# Problem description:
Copy the records from the line containing "line, e.g. [400,21]" through the end of the records, both inclusive, and only those lines, keeping the requests and scaling each coordinate in the answer points by 1.45, rounded to whole numbers with halves going up. Leave the sample points inside the requests unchanged.

# Task input:

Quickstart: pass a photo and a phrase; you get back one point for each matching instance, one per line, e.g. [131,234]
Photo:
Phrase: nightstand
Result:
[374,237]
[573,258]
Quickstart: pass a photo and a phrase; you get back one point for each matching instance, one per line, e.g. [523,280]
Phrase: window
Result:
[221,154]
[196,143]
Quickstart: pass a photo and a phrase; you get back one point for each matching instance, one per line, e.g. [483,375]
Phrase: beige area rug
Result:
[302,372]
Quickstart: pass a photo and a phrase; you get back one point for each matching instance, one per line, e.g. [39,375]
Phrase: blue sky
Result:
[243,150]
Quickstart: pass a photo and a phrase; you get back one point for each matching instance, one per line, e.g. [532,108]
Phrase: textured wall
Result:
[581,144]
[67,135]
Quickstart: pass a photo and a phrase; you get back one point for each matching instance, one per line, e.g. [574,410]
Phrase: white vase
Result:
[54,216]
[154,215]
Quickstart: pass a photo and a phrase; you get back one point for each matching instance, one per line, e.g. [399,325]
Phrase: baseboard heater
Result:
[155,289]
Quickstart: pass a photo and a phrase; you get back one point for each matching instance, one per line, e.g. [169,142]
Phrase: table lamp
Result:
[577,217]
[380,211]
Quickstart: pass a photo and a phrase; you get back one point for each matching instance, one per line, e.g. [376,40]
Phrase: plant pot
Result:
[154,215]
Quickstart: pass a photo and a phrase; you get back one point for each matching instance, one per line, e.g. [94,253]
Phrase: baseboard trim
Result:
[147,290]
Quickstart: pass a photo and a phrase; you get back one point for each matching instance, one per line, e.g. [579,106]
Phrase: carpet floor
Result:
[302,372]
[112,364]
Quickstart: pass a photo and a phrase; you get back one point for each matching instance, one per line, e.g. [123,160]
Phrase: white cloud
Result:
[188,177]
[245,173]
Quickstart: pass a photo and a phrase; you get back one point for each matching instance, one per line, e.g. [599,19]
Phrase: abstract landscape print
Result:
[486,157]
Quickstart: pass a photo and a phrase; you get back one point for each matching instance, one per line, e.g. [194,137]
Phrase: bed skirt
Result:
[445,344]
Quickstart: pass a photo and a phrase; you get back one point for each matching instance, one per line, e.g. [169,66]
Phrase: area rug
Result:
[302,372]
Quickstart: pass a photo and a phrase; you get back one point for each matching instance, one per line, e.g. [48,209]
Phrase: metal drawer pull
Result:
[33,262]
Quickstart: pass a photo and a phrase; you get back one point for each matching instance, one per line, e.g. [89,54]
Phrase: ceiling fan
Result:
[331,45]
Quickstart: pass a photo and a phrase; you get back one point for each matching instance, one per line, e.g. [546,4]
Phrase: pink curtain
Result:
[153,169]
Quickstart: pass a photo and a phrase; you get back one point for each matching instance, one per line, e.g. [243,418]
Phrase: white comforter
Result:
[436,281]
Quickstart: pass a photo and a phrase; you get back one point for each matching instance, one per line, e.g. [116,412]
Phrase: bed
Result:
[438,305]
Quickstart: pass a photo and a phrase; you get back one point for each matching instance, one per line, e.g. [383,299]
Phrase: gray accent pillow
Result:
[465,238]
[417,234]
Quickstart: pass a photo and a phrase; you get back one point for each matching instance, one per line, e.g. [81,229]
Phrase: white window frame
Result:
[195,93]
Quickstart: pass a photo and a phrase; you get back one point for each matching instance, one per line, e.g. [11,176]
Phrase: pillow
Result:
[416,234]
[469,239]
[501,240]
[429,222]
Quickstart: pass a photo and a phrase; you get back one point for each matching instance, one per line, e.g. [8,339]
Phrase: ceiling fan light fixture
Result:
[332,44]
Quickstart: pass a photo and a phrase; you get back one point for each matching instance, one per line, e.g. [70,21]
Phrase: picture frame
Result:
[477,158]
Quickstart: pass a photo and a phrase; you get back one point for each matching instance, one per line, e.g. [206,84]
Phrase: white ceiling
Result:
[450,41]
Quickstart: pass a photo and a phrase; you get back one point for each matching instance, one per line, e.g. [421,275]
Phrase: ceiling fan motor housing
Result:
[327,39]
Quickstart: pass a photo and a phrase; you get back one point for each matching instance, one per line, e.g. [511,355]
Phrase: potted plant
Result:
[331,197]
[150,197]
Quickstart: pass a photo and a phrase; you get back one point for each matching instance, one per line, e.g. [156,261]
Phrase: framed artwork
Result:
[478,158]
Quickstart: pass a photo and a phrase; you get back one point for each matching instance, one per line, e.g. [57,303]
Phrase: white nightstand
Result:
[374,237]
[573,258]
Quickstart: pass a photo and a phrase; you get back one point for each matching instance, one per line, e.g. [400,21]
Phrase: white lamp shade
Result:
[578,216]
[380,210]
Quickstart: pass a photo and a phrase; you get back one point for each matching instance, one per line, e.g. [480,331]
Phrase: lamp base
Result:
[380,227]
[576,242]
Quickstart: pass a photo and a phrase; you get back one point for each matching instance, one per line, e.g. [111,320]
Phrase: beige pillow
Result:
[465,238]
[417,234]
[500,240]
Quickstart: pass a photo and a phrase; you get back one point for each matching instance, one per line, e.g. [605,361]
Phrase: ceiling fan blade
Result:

# Solution:
Quickstart: pass a photo and a phrase; you get back one point for each matching instance, one per line, e.g. [400,21]
Phrase: white lamp shade
Result:
[838,313]
[551,305]
Quickstart: pass a photo and a phrase; you get back one point for each matching instance, one per line, e.g. [480,331]
Phrase: lamp base
Result:
[551,329]
[835,351]
Quickstart: pass a photo and a phrase; you get back one point for each matching instance, one per line, e.g. [111,320]
Phrase: beige pillow
Result:
[674,345]
[605,339]
[725,348]
Quickstart: pass a photo and a phrase; you get back one point for each matching instance, one per line, e.g. [605,361]
Phrase: ceiling fan blade
Result:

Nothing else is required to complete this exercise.